Task list:
1. From the LCD display text below, output the passage that opens with the words containing "So how do the" and closes with "chips are doing.".
2. According to the LCD display text, what part number is the chip closest to the connector?

Text excerpt:
----

When I took it all the way apart the first time I put it back together with the rubber connector between the PCB and the glass part of the display shifted a little bit. So some of the drive signals didn’t get there, and some of them drove an extra row or column. Resulting in the dead or shifted lines / pixels you see here.

The LCD Drivers

So how do the 10 signals coming in over that connector turn into the bazillion signals going to the rows and columns of pixels in the glass part? To answer that we need to figure out what those big chips are doing.

The three on the left are the same part, the LC7941ND dot-matrix LCD driver. The last one on the right (closest to the connector) is an LC7942ND, which is also a dot-matrix LCD driver. These are members of a little family of parts from Sanyo which are intended to work together to drive a display like this. The LC7980 that we saw on the controller PCB above is also a member of this family.

----

Provided information:
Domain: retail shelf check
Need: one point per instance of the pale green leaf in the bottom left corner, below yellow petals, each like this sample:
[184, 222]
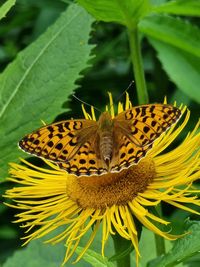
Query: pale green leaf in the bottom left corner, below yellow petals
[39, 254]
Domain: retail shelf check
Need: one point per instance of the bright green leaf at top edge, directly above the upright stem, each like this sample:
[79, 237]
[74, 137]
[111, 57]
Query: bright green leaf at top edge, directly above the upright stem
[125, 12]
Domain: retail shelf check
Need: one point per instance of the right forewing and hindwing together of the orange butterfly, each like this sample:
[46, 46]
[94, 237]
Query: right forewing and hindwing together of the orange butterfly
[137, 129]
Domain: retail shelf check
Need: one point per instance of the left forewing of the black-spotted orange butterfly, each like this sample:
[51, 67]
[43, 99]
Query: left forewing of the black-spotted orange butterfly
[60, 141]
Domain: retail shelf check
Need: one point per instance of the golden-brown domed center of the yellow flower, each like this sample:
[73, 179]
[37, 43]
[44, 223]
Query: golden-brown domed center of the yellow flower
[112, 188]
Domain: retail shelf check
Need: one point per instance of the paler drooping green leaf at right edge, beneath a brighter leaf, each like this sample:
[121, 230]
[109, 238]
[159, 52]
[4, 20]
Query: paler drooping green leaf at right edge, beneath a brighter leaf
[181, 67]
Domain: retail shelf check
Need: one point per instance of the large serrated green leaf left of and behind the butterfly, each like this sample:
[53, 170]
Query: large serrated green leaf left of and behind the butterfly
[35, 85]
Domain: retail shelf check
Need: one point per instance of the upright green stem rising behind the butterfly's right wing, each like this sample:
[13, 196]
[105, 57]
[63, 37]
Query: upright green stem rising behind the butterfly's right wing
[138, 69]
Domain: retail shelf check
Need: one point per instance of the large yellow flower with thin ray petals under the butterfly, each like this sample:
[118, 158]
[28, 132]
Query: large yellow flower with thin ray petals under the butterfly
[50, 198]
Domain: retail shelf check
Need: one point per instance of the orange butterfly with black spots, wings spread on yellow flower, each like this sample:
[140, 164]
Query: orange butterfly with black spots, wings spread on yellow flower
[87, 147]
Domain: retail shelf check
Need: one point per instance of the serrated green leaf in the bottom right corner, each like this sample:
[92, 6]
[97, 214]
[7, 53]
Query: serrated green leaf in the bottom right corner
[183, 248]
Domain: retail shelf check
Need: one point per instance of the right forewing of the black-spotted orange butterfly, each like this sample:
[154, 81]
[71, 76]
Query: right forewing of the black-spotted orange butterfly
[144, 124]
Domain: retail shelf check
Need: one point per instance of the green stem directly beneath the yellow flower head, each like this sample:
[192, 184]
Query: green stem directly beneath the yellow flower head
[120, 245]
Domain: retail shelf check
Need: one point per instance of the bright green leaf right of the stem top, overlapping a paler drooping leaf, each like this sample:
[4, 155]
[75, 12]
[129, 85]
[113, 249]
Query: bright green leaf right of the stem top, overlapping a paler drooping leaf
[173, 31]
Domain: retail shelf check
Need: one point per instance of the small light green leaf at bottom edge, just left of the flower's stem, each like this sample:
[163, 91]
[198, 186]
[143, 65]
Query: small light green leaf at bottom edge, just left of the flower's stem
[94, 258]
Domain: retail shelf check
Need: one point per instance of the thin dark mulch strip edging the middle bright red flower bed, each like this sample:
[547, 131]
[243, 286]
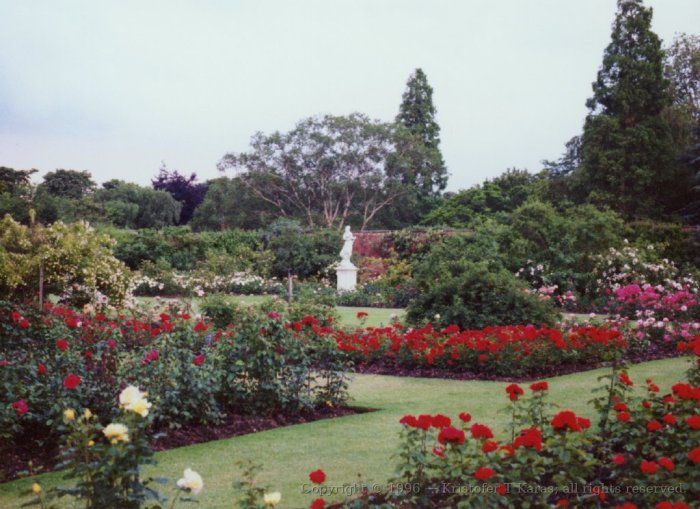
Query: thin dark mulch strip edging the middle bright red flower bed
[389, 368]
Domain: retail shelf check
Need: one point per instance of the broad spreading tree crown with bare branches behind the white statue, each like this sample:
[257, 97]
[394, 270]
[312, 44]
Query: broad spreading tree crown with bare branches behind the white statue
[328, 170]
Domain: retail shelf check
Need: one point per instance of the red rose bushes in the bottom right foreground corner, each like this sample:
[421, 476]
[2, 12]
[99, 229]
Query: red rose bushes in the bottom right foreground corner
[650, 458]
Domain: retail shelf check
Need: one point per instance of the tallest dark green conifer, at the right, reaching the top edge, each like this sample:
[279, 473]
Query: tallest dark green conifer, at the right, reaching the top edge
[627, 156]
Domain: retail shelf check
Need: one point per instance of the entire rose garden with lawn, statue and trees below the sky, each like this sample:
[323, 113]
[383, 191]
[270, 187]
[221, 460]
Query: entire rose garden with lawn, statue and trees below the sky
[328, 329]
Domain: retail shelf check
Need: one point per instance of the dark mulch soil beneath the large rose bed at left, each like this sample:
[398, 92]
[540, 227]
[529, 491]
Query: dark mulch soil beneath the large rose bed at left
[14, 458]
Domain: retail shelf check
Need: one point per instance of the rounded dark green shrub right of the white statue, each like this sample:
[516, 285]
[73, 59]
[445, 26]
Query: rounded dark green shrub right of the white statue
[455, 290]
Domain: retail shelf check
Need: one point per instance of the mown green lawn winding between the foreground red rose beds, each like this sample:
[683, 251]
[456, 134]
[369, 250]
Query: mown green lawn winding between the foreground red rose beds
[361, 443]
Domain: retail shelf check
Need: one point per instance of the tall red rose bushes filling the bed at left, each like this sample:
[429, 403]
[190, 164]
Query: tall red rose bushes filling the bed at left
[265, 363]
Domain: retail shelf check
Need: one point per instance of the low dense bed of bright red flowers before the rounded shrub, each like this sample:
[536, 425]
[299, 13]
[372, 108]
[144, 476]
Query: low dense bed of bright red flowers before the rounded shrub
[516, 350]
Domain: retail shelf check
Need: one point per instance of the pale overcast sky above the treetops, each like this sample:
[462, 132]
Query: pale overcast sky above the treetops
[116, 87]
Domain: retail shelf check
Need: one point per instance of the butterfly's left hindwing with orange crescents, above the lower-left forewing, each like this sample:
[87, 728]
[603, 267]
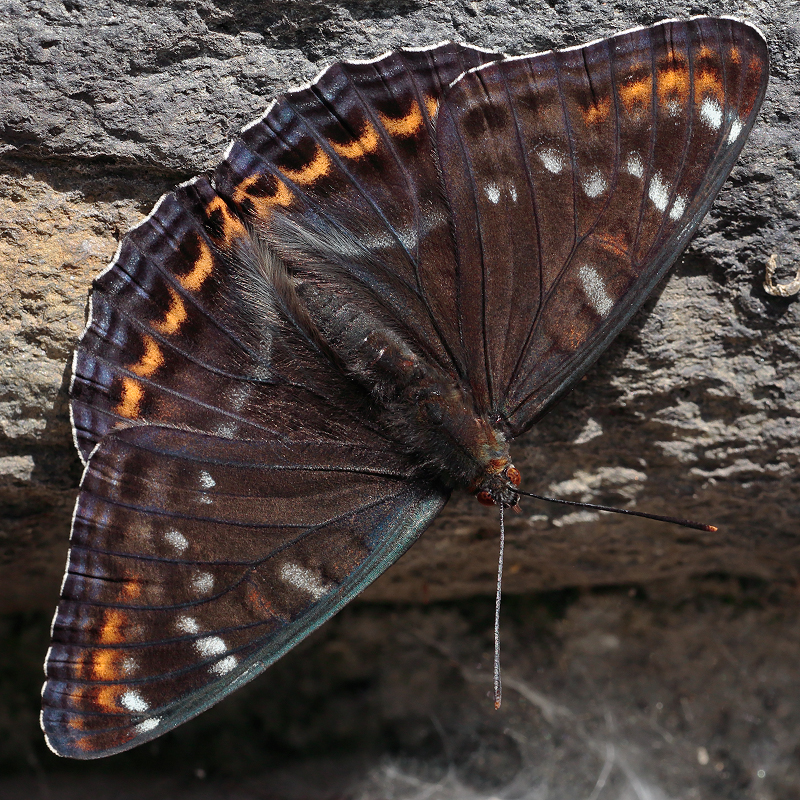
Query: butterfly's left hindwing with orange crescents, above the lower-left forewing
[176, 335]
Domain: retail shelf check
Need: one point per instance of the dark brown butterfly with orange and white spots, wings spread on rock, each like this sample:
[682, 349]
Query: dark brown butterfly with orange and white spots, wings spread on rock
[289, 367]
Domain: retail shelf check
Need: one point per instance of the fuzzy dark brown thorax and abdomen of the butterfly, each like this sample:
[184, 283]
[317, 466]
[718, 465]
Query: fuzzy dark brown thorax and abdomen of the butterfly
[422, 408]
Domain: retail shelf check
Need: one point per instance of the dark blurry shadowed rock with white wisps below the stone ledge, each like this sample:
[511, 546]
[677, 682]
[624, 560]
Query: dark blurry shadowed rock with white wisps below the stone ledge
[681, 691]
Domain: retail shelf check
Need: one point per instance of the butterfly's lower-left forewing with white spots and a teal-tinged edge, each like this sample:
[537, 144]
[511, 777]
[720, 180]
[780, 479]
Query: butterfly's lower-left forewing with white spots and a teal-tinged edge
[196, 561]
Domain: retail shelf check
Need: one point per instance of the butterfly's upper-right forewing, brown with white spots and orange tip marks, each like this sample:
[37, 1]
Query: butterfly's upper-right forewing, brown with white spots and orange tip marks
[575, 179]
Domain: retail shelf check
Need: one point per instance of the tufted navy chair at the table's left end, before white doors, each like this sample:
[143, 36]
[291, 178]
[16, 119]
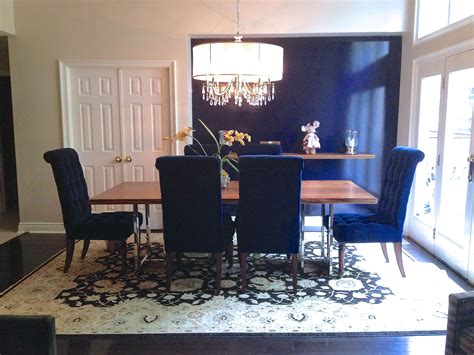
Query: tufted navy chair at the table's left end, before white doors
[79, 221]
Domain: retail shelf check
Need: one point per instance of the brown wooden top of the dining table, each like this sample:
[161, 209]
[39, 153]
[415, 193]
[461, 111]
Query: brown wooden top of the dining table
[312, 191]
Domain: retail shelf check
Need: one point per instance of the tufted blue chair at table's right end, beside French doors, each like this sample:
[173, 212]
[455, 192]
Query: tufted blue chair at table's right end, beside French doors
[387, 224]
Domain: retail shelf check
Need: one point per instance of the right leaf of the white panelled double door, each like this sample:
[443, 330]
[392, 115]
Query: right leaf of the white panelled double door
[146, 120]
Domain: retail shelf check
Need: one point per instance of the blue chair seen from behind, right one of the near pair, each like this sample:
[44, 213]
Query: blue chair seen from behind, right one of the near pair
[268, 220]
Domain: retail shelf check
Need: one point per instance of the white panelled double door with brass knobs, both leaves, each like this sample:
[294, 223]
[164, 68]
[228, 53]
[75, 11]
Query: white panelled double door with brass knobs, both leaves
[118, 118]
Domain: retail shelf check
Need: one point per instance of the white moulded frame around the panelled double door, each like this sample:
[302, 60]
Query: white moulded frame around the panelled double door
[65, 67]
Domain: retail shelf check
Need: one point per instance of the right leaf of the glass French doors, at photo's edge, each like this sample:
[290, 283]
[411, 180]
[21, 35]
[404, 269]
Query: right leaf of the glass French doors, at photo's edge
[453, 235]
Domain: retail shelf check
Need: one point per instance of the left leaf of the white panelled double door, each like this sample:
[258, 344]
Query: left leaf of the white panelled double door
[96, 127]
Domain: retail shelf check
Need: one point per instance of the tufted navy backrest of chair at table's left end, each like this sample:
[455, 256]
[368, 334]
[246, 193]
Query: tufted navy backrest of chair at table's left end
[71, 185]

----

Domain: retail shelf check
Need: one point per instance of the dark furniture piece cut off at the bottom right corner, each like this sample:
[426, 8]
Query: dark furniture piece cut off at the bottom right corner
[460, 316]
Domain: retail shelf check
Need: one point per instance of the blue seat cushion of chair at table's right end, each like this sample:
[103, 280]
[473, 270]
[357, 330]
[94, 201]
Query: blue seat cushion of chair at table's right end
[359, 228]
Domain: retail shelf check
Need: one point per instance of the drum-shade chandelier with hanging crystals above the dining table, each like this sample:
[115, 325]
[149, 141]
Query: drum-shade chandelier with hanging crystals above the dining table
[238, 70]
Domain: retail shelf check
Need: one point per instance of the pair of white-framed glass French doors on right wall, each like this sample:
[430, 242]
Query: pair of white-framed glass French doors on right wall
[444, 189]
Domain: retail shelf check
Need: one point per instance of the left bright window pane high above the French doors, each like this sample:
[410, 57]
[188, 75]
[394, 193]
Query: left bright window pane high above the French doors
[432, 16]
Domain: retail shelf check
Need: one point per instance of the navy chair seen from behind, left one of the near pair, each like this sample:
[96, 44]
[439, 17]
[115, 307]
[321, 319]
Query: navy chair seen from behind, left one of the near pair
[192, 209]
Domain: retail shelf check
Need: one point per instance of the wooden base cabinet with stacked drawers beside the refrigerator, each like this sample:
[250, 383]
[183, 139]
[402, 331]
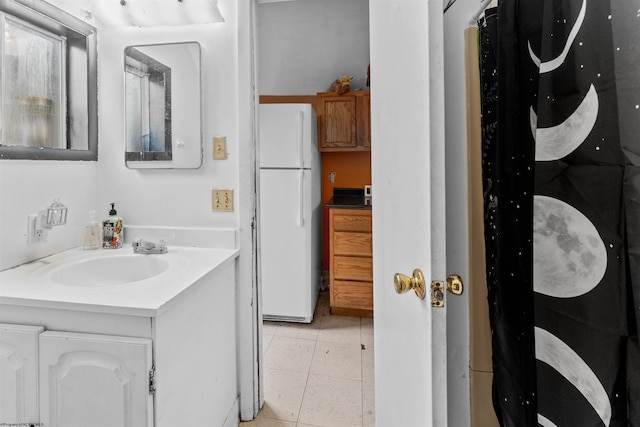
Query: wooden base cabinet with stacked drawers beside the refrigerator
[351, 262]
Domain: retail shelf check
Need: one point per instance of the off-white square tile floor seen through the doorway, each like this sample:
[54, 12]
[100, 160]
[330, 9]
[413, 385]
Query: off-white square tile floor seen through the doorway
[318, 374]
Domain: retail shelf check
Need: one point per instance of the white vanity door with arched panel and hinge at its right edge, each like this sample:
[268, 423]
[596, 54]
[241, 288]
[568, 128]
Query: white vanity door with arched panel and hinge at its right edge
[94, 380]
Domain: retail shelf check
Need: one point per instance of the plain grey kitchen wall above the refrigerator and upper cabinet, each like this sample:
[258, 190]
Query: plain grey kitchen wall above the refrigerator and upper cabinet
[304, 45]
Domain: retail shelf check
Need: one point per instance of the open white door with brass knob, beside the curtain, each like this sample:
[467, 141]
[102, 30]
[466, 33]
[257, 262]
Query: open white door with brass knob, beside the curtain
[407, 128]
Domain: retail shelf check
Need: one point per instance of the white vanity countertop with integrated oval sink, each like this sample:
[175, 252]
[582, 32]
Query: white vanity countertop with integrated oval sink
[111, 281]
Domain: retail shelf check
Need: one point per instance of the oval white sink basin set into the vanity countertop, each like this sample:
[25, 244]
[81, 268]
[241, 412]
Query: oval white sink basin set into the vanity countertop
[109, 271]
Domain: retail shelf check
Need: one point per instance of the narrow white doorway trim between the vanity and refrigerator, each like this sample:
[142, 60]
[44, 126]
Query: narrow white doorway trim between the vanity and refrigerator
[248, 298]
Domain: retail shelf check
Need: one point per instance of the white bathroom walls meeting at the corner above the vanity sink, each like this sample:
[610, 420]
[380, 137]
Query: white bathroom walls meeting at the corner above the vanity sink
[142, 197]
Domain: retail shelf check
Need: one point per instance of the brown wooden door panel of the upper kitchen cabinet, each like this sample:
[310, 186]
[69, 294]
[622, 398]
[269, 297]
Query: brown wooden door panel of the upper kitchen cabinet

----

Solution list:
1.
So how do the 10 signals coming in over that connector turn into the bazillion signals going to the rows and columns of pixels in the glass part? To answer that we need to figure out what those big chips are doing.

2. It is an LC7942ND.